How many lines in the rows below contain the word "door"? Give only the number.

** Begin GIVEN ENTRIES **

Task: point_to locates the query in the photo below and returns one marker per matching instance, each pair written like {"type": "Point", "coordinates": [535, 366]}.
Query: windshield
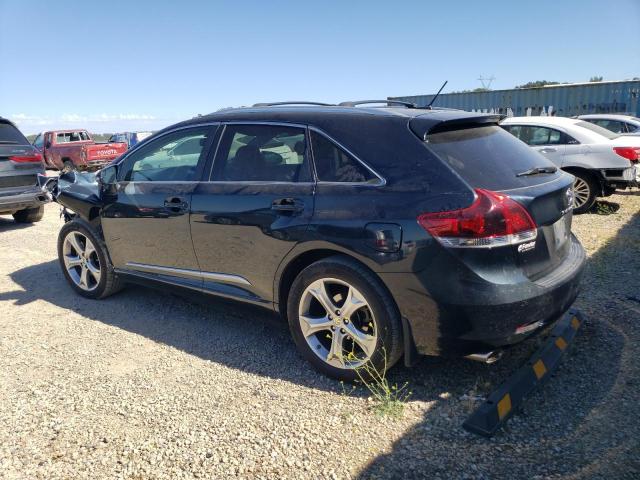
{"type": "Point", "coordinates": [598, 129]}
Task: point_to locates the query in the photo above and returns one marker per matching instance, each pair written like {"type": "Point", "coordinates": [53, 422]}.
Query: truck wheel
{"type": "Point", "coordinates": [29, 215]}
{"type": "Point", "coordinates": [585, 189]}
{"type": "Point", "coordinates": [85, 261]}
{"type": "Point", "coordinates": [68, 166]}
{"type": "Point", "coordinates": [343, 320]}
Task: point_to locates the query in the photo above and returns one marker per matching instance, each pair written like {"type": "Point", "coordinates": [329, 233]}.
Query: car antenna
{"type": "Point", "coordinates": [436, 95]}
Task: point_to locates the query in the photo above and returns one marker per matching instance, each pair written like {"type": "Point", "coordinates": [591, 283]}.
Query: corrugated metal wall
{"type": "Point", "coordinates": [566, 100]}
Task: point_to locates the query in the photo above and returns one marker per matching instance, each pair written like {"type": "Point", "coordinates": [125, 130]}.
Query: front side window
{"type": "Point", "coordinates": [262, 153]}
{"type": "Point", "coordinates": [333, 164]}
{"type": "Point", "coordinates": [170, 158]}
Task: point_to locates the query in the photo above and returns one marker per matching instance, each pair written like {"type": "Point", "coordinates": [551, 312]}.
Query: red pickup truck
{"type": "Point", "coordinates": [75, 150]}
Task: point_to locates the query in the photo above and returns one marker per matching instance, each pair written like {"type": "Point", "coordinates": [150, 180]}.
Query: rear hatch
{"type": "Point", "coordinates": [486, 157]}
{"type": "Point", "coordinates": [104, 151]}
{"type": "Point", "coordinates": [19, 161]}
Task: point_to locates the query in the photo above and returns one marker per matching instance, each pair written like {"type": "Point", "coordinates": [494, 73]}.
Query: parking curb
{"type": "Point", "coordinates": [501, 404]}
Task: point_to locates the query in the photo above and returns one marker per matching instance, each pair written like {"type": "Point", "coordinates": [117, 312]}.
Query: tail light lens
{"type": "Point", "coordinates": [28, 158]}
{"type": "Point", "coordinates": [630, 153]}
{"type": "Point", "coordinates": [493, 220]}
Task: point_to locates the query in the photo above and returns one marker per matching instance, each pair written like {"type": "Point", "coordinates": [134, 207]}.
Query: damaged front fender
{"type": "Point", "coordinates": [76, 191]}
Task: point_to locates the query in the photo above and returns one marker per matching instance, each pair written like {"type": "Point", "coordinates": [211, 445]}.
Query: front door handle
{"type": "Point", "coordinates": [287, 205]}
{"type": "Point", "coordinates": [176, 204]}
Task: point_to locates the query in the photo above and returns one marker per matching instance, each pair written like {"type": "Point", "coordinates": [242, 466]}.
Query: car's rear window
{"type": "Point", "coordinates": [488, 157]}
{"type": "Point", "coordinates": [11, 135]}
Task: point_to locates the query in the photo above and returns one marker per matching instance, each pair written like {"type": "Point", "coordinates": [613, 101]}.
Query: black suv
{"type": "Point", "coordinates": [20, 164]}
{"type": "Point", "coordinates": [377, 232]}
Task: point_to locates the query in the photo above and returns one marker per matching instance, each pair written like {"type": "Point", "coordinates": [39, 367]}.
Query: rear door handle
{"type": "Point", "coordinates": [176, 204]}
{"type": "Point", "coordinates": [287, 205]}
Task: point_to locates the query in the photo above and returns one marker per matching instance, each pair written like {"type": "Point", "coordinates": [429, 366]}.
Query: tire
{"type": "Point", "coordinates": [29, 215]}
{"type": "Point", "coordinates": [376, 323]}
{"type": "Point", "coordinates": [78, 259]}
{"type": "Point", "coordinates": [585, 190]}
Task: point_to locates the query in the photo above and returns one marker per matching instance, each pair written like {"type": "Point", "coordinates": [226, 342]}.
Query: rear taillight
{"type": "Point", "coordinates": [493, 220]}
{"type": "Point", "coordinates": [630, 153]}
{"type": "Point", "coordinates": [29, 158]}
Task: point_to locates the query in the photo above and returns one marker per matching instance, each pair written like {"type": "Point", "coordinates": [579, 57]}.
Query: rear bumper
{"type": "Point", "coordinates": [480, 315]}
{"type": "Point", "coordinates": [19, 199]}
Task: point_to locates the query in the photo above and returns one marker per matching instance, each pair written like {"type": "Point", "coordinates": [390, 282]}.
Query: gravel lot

** End GIVEN ENTRIES **

EXERCISE SOLUTION
2